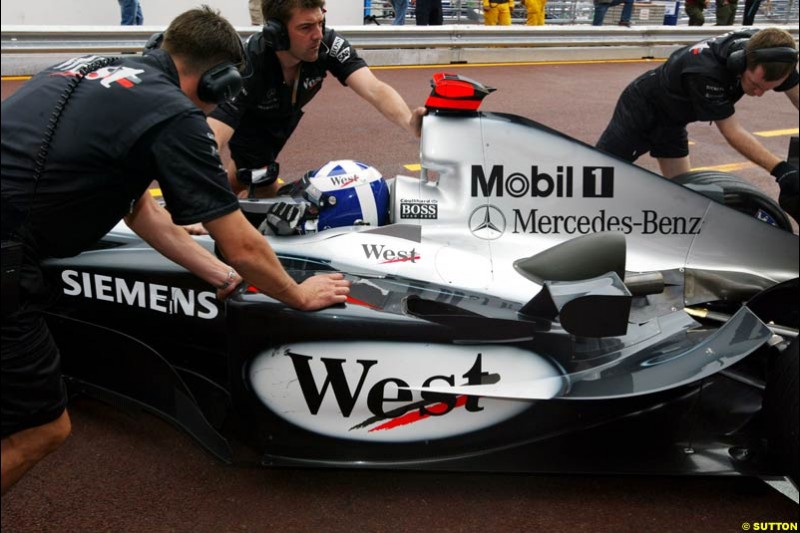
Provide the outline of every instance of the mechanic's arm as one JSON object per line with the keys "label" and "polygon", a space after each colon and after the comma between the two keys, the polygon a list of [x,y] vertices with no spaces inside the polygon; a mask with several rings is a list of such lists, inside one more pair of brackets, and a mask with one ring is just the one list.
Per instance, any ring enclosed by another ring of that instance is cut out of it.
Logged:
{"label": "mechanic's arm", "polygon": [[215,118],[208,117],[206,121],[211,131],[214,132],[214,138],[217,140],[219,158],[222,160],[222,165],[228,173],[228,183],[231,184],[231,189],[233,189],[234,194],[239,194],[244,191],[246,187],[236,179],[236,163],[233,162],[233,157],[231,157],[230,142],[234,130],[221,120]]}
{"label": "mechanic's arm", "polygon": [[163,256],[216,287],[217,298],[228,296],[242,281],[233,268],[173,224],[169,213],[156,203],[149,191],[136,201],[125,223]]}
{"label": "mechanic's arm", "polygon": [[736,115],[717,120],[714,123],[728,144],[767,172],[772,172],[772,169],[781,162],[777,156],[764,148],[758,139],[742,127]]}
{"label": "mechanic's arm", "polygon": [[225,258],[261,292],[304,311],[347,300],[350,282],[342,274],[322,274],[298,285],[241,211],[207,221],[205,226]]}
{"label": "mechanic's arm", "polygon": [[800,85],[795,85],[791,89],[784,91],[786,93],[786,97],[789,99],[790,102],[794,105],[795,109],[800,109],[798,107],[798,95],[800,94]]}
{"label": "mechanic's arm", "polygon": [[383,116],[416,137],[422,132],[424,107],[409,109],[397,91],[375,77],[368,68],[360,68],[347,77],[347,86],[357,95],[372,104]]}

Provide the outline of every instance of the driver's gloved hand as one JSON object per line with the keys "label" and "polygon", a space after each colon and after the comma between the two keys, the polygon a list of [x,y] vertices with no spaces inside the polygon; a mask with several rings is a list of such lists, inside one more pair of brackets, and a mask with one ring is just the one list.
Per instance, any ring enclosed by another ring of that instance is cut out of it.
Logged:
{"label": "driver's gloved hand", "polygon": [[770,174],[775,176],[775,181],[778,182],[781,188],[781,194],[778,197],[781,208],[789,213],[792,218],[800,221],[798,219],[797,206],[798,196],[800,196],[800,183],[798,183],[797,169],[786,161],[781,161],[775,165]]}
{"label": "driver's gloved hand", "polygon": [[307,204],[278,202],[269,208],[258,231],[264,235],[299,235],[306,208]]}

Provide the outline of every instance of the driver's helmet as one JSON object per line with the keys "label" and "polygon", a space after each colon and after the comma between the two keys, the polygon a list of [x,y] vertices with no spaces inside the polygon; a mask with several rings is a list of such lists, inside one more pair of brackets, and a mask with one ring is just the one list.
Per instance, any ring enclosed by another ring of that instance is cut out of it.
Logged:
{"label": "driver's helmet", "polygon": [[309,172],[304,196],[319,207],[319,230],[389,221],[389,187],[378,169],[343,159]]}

▶ _YOUR TASK_
A faithful copy of all the lines above is needed, with the pictures omitted.

▶ _EXPECTED ANSWER_
Provide the outline of every instance of the mechanic's arm as one JSON object per line with the keys "label" and "polygon", a space after each colon and after the comma between the two keys, the polygon a list of [x,y] vertices with no spaces inside the polygon; a mask with several rings is a list of such lists, inside one more pair of brackets, and a mask with one ring is just the one list.
Per instance, any ring enclosed by another ring of that instance is cut out of it.
Logged:
{"label": "mechanic's arm", "polygon": [[215,118],[208,117],[206,121],[211,131],[214,132],[214,138],[217,140],[219,158],[222,160],[222,165],[228,173],[228,183],[231,184],[231,189],[233,189],[234,194],[239,194],[244,191],[246,187],[236,179],[236,163],[233,162],[233,157],[231,157],[230,142],[234,130],[221,120]]}
{"label": "mechanic's arm", "polygon": [[163,256],[216,287],[217,298],[228,296],[242,281],[233,268],[173,224],[169,213],[156,203],[149,191],[136,201],[125,223]]}
{"label": "mechanic's arm", "polygon": [[736,115],[717,120],[714,123],[728,144],[767,172],[772,172],[772,169],[781,162],[777,156],[764,148],[758,139],[742,127]]}
{"label": "mechanic's arm", "polygon": [[225,258],[261,292],[304,311],[347,300],[350,282],[342,274],[322,274],[298,285],[241,211],[207,221],[205,226]]}
{"label": "mechanic's arm", "polygon": [[800,85],[795,85],[791,89],[784,91],[786,93],[786,97],[789,99],[790,102],[794,105],[795,109],[800,109],[798,107],[798,95],[800,94]]}
{"label": "mechanic's arm", "polygon": [[383,116],[416,137],[422,132],[424,107],[409,109],[397,91],[375,77],[368,68],[360,68],[347,77],[347,86],[357,95],[372,104]]}

Provide the outline of every instance of the driver's gloved hand as one JSON object per line with the keys "label" and "polygon", a space after each colon and after the comma between the two keys, the polygon a list of [x,y] vertices with no spaces inside the polygon; a mask with several rings is a list of such lists, inside one more pair of brackets, and a mask with one ring is just the one list.
Per instance, any ring enclosed by another ring of that instance is cut out of it.
Logged:
{"label": "driver's gloved hand", "polygon": [[770,174],[775,176],[775,181],[778,182],[781,188],[781,194],[778,197],[781,208],[789,213],[792,218],[800,221],[798,219],[797,206],[798,196],[800,196],[800,183],[798,183],[797,169],[786,161],[781,161],[775,165]]}
{"label": "driver's gloved hand", "polygon": [[307,204],[278,202],[269,208],[258,231],[264,235],[299,235],[306,208]]}

Provide the outline of every instance of the driver's helmet as one JSON object per line with the keys "label" and "polygon", a space after each colon and after the comma between the two keys, the polygon a list of [x,y] vertices with no spaces inside the polygon; a mask with several rings is a list of such lists, inside one more pair of brackets, and a mask with one ring is just the one list.
Per instance, any ring enclosed by another ring of that instance is cut out of it.
Logged:
{"label": "driver's helmet", "polygon": [[309,172],[304,196],[319,207],[319,230],[389,221],[389,187],[378,169],[343,159]]}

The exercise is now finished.